» **Reading passage**
******

NEW DELHI, Sept 24: Even as the Kerala chief minister Pinarayi Vijayan termed as “premeditated” the violence that erupted during the Popular Front of India (PFI) called 12-hour “bandh” on Friday causing “huge losses” to the state exchequer, the National Investigation Agency (NIA) is claimed to have found many incriminating documents from a PFI office in Kolkata.
A video has also surfaced on social media showing some PFI activists shouting a “Pakistan Zindabad” slogan during a protest organised by the PFI in Pune, drawing a sharp reaction from the Maharashtra government which promised stern actions the anti-national elements shouting pro-Pakistan slogans.
Chief Minister Eknath Shinde said such slogans would not be tolerated in the State, while Deputy Chief Minister Devendra Fadnavis, who is also the Home Minister, said those who indulged in this sloganeering will not be spared.
The video shows that the slogan was raised a couple of times when the PFI activists were being bundled into a police vehicle as part of their detention during the protest held on Friday. The PFI had organised the protest outside the district collector office to denounce the nationwide NIA raids on the outfit and the arrest of its activists this week. During the protest, the police detained around 40 protesters.

******

» **Part of a data file**
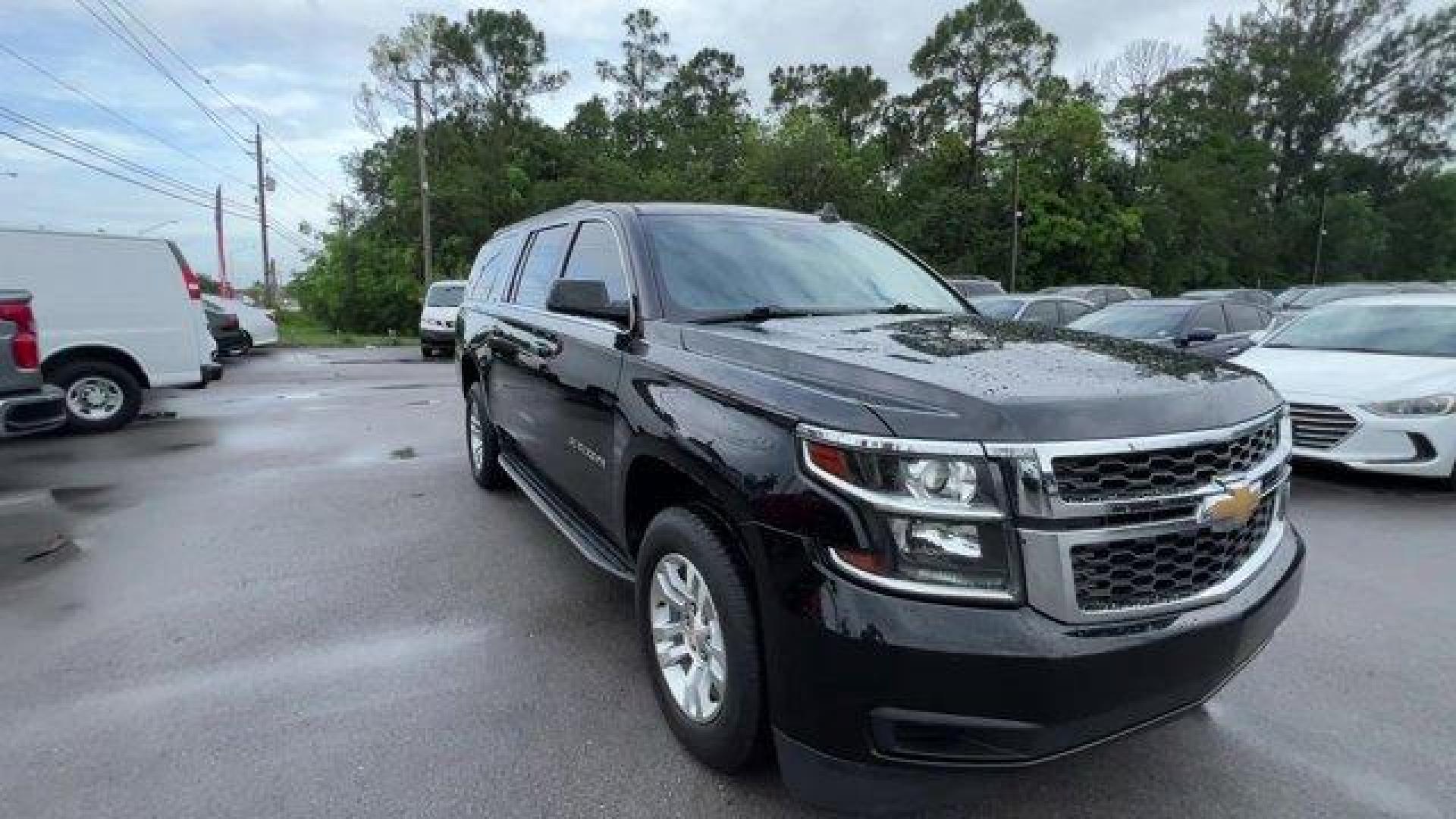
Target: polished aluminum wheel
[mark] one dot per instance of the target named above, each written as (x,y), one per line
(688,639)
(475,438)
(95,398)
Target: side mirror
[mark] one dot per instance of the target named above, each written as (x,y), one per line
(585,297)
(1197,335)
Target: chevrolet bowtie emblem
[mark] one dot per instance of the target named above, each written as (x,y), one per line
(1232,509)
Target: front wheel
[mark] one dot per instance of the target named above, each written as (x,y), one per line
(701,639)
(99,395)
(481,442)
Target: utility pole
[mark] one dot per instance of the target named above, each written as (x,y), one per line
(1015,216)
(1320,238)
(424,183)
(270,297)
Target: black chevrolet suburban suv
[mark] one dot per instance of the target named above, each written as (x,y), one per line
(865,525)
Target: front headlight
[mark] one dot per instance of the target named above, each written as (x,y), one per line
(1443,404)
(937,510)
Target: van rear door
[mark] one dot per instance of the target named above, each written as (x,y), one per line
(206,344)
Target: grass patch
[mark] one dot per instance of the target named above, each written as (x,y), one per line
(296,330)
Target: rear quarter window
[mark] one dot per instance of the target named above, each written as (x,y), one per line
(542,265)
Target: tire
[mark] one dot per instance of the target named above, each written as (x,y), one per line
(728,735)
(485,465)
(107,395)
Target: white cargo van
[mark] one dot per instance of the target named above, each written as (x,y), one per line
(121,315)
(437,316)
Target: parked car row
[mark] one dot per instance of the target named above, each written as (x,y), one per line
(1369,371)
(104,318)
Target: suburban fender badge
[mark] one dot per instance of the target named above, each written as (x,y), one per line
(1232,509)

******

» **Directions**
(a) According to the news report, about how many protesters did the police detain during the protest in Pune?
(b) Print the rows that run from the line containing "Target: suburban fender badge" through the end of the rows, including both ends.

» **Solution list**
(a) Around 40 protesters.

(b)
Target: suburban fender badge
[mark] one dot per instance of the target named above, each written as (x,y), one per line
(1232,509)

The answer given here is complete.